WHAT IS EXPECTED - Could you copy out the listing below word for word, starting at the line that contains "soldier, placing a dot on each." and ending with the last line of the listing, leaving out the pictures?

## START DATASET EXCERPTS

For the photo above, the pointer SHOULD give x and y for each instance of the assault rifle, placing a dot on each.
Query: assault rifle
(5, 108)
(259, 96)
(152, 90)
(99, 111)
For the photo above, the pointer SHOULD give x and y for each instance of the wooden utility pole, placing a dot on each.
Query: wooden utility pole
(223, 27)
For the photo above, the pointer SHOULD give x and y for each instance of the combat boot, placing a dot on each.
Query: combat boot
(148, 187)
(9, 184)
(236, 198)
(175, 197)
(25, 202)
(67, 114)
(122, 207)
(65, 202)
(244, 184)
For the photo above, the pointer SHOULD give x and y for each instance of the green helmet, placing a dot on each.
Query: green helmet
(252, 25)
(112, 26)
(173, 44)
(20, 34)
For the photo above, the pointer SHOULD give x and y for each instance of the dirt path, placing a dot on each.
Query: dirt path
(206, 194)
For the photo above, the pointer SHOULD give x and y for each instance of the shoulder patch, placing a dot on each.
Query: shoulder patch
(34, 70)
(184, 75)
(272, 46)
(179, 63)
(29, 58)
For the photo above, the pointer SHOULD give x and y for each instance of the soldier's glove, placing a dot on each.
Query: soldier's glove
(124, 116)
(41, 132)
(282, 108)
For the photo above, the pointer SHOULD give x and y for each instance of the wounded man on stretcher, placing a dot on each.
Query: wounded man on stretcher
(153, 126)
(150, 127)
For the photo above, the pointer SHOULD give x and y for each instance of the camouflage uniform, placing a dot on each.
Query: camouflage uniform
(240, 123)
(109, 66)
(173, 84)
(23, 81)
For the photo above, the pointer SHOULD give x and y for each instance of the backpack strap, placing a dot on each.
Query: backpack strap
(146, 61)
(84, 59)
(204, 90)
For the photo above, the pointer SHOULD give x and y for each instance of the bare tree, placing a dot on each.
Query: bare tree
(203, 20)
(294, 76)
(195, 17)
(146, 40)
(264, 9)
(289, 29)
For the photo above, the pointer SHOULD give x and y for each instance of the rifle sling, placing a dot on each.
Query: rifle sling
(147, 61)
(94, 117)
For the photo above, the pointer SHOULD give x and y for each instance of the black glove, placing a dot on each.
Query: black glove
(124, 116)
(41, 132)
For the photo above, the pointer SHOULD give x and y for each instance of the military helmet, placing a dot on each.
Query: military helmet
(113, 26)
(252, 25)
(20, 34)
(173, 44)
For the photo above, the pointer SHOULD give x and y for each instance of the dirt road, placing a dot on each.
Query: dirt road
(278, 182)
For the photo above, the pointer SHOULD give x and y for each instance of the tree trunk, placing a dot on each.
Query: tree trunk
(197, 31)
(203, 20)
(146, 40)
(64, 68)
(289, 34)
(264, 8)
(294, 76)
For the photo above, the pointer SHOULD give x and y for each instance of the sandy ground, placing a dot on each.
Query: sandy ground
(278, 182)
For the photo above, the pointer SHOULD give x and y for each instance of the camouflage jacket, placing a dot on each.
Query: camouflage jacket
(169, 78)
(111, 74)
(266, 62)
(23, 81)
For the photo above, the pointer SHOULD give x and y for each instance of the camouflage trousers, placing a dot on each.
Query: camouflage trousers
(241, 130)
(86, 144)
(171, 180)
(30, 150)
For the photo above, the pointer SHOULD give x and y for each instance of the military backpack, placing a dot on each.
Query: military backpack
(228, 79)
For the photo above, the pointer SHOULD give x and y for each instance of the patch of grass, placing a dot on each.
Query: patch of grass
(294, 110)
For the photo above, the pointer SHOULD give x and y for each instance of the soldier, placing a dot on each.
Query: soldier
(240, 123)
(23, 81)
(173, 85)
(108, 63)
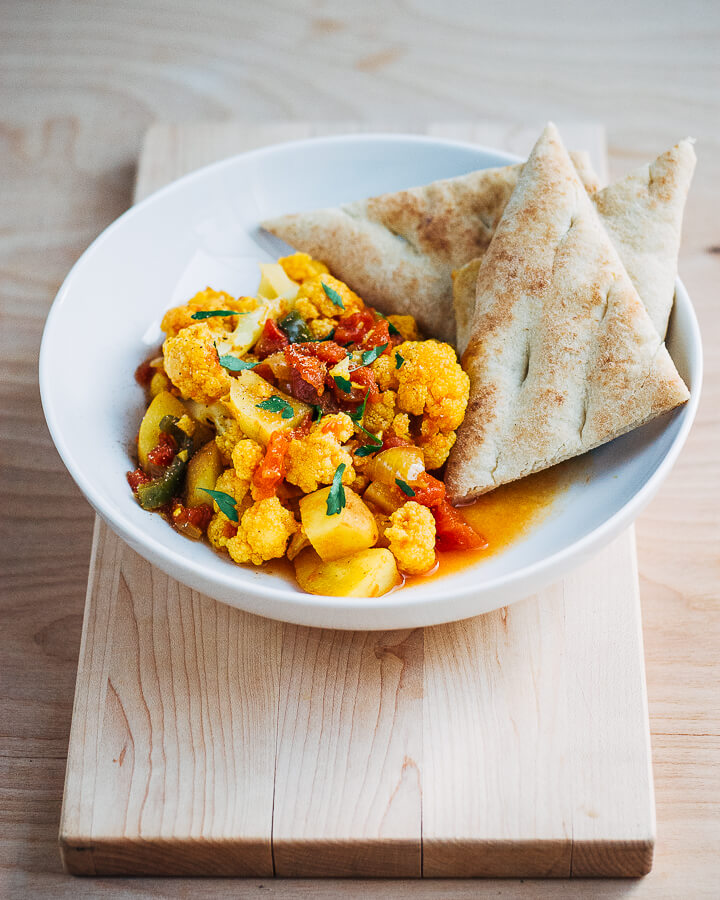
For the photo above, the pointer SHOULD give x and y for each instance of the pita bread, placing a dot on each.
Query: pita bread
(563, 355)
(398, 251)
(643, 215)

## END DATASET EXCERPTS

SOLVED PROBLEM -
For the photo above, the pointer SHOULD give x and y for each instance of the soldier, placing a dot on each.
Query: soldier
(240, 123)
(23, 81)
(173, 85)
(108, 63)
For the photo above, the pointer SHOULD give x and y for each instance of the pita bread, placing a dot on each.
Query: pita bread
(563, 355)
(398, 251)
(643, 215)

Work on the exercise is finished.